PROBLEM SET:
A – According to the article on brain aging, what share of the body's total glucose consumption does the brain account for?
B – Reproduce the passage of the article on brain aging that opens with the words containing "A theory already" and closes with "in living people.".

If you are a woman, and the same age as me, I’ve got some good news for you. Your brain is nearly four years younger than mine.

Actually, it doesn’t matter what age you are. Once adulthood begins, a woman’s brain will be younger than a man’s of the same age. It’s a difference that persists throughout life.

These are the findings of a new study, and could explain why women tend to be more resilient to memory loss and maintain cognition longer than men.

Blood Sugar Usage – a Clue to Brain Aging

A theory already exists that women have more youthful brains than men, but findings till now have been limited to post-mortem analysis and aren’t conclusive.

So scientists at Washington University School of Medicine in St Louis decided to focus instead on brain metabolism in living people.

Though the brain comprises only two percent of body mass, it accounts for 20 to 25% of total body sugar (glucose) consumption. In childhood, brain development and maturity depend on energy created from even higher levels of glucose.

In fact, in childhood and in young adults, the brain’s resting glucose metabolism is 12 to 15% more than is required to account for its oxygen consumption rate. This excess glucose utilization is called aerobic glycolysis.

During a person’s adult years this process is gradually scaled down, and brain metabolism slows. Less and less energy from glucose is needed for development and maturity. By the time people reach their 60s, aerobic glycolysis has fallen to a tiny amount.

Because this loss of aerobic glycolysis is the main driver of metabolic changes seen in the aging brain, the scientists decided to use this as a marker of brain aging in adults.

Men’s Brains Age Faster

For their study, 205 men and women aged 20 to 82 with normal cognition were recruited and given a series of PET scans to measure the flow of oxygen and glucose. The fraction of glucose committed to aerobic glycolysis in various regions of the brain was established for each participant.

The results were fed into a sophisticated machine-learning algorithm that was trained to use the information to find a relationship between the participants’ actual age and brain metabolism, and whether their brains appeared metabolically younger or older than they should be.

Lead researcher Dr. Manu Goyal explains, “We used a machine-learning technique to guess at how old each of our study participants was based only on their brain metabolism. We found that the technique guessed quite well, but often predicted a person’s age to be more or less than their actual age.”

GIVEN DATA:
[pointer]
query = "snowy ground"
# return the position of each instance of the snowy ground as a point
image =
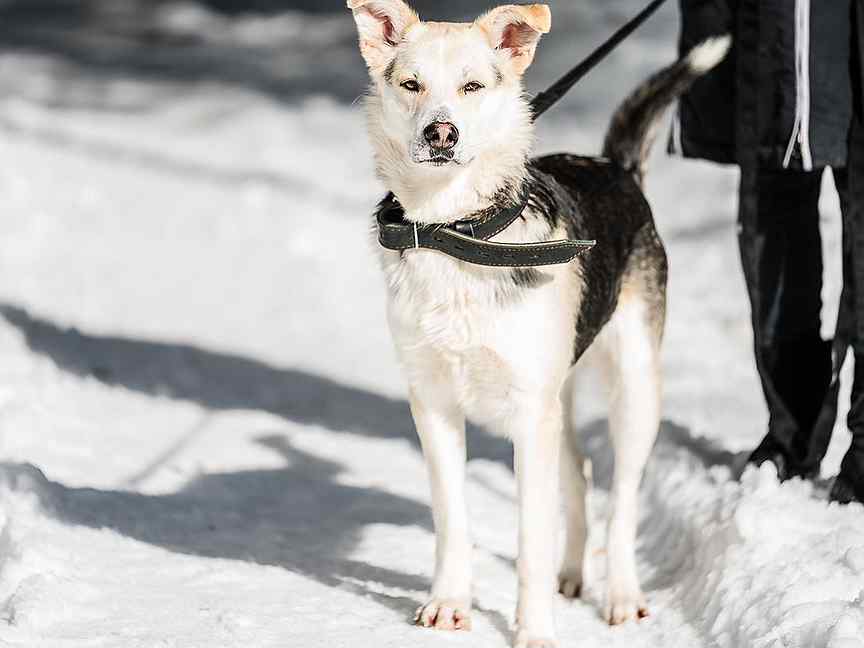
(204, 436)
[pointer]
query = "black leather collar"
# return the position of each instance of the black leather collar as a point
(467, 240)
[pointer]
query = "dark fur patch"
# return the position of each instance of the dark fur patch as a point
(600, 200)
(390, 70)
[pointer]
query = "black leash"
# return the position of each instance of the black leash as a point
(467, 239)
(546, 99)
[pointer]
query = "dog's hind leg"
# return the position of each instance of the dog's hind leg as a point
(574, 487)
(634, 419)
(441, 427)
(536, 437)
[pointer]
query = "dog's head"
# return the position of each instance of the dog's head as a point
(446, 95)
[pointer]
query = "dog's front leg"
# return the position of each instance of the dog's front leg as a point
(441, 427)
(537, 450)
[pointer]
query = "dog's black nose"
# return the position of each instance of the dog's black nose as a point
(441, 135)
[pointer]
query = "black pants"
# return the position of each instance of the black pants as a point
(781, 255)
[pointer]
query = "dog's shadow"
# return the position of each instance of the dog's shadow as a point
(299, 517)
(272, 517)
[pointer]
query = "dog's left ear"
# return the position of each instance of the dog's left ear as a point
(516, 29)
(381, 25)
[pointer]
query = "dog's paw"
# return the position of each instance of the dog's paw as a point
(623, 606)
(528, 642)
(570, 582)
(444, 614)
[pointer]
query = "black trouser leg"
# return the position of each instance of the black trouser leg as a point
(781, 254)
(850, 329)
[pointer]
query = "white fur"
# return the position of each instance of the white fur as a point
(470, 349)
(708, 53)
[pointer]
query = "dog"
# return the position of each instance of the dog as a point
(451, 132)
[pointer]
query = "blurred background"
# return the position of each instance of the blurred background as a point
(198, 394)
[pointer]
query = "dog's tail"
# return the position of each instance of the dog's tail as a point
(633, 127)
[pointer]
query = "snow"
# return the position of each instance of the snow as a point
(203, 432)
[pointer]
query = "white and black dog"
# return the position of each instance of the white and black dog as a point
(452, 130)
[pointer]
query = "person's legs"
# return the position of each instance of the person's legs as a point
(849, 485)
(781, 255)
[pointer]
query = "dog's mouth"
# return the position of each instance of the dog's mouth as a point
(440, 158)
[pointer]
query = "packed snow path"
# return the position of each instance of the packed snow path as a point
(203, 433)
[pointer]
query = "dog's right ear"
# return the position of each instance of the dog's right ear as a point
(381, 25)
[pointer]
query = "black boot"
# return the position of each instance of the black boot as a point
(849, 485)
(787, 468)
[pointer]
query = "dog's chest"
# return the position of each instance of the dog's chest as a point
(445, 305)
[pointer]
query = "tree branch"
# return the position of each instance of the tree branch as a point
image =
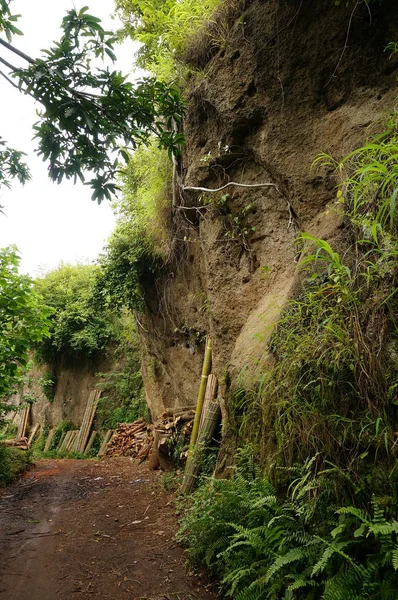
(9, 65)
(18, 52)
(9, 80)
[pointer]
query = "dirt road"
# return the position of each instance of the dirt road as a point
(89, 529)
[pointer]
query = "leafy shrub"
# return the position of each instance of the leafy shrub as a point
(78, 327)
(320, 519)
(23, 322)
(164, 31)
(139, 245)
(123, 399)
(300, 547)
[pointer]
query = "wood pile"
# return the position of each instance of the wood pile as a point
(142, 440)
(21, 443)
(131, 439)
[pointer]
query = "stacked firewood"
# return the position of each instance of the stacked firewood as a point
(142, 440)
(131, 439)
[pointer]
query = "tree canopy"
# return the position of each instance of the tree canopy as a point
(90, 116)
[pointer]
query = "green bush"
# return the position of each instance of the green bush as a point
(164, 31)
(318, 517)
(122, 399)
(78, 327)
(300, 547)
(139, 245)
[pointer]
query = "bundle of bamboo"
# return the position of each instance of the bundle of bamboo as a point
(87, 423)
(105, 441)
(68, 441)
(23, 422)
(49, 439)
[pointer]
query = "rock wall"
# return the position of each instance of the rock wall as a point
(74, 382)
(289, 80)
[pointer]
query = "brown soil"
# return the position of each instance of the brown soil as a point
(86, 529)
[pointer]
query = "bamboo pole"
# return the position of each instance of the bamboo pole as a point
(90, 442)
(23, 422)
(202, 390)
(64, 439)
(84, 421)
(33, 433)
(49, 440)
(211, 419)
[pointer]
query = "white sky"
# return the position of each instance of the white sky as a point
(49, 223)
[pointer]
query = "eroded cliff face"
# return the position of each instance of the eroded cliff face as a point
(293, 79)
(75, 380)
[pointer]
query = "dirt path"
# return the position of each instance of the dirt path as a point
(87, 529)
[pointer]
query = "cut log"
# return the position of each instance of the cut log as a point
(22, 443)
(107, 438)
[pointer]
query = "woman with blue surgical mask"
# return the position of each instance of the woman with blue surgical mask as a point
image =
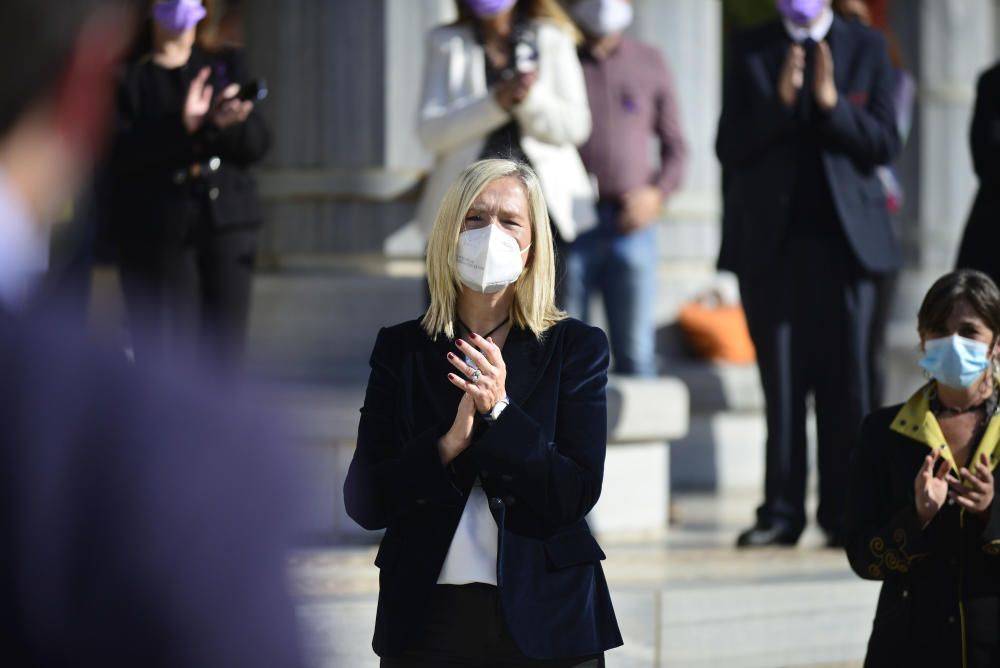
(922, 514)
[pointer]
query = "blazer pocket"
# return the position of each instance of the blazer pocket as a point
(572, 549)
(387, 551)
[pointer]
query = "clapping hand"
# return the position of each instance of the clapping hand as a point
(978, 497)
(487, 380)
(198, 101)
(824, 85)
(930, 489)
(792, 75)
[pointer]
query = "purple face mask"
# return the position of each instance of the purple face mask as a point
(801, 12)
(178, 16)
(487, 8)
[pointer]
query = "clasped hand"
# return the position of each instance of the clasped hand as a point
(932, 489)
(481, 396)
(792, 76)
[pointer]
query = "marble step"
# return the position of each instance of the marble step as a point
(750, 625)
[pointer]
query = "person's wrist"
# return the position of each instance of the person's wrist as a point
(494, 412)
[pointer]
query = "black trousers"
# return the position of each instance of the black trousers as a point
(810, 318)
(464, 626)
(191, 295)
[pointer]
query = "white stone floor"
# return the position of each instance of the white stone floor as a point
(684, 597)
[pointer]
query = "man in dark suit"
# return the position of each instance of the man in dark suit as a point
(982, 233)
(144, 515)
(807, 117)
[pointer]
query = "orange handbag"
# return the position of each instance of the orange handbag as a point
(717, 331)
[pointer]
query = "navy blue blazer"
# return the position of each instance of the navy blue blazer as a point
(756, 146)
(541, 465)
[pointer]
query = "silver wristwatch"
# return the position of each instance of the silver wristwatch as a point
(496, 410)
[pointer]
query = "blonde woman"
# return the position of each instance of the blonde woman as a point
(504, 81)
(481, 449)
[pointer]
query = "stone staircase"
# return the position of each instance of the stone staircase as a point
(683, 599)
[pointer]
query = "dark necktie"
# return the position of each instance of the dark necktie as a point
(808, 75)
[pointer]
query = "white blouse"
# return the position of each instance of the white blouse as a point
(472, 556)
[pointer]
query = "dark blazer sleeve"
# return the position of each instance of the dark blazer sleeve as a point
(990, 536)
(752, 117)
(244, 143)
(561, 480)
(867, 133)
(385, 471)
(984, 134)
(883, 539)
(140, 144)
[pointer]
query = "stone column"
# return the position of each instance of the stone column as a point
(345, 83)
(957, 41)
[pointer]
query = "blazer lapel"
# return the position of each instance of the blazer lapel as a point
(525, 358)
(431, 378)
(839, 39)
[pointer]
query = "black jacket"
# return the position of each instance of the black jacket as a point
(156, 199)
(541, 464)
(941, 585)
(982, 231)
(758, 139)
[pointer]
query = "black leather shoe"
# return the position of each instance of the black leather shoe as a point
(768, 535)
(835, 540)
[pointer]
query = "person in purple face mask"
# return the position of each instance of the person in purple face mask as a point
(922, 512)
(503, 81)
(185, 205)
(807, 118)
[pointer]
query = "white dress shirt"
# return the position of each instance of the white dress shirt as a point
(817, 31)
(24, 248)
(472, 556)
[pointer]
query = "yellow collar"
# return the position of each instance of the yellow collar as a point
(916, 421)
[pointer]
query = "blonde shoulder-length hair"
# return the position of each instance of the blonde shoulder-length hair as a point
(534, 306)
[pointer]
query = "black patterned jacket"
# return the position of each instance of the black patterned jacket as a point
(940, 598)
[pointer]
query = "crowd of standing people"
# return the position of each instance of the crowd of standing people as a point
(482, 438)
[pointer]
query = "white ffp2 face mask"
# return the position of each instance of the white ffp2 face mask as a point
(603, 17)
(488, 259)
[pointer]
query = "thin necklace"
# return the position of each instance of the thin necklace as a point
(487, 335)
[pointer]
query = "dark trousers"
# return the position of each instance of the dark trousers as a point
(810, 318)
(464, 626)
(191, 295)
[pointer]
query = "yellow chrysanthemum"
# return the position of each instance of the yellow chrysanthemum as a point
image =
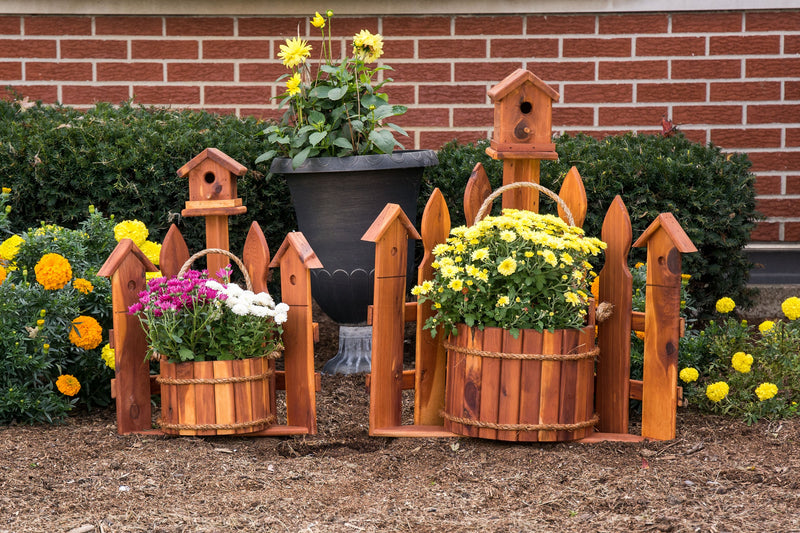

ANSWERS TO THE TASKS:
A – 20 to 25%

B –
A theory already exists that women have more youthful brains than men, but findings till now have been limited to post-mortem analysis and aren’t conclusive.

So scientists at Washington University School of Medicine in St Louis decided to focus instead on brain metabolism in living people.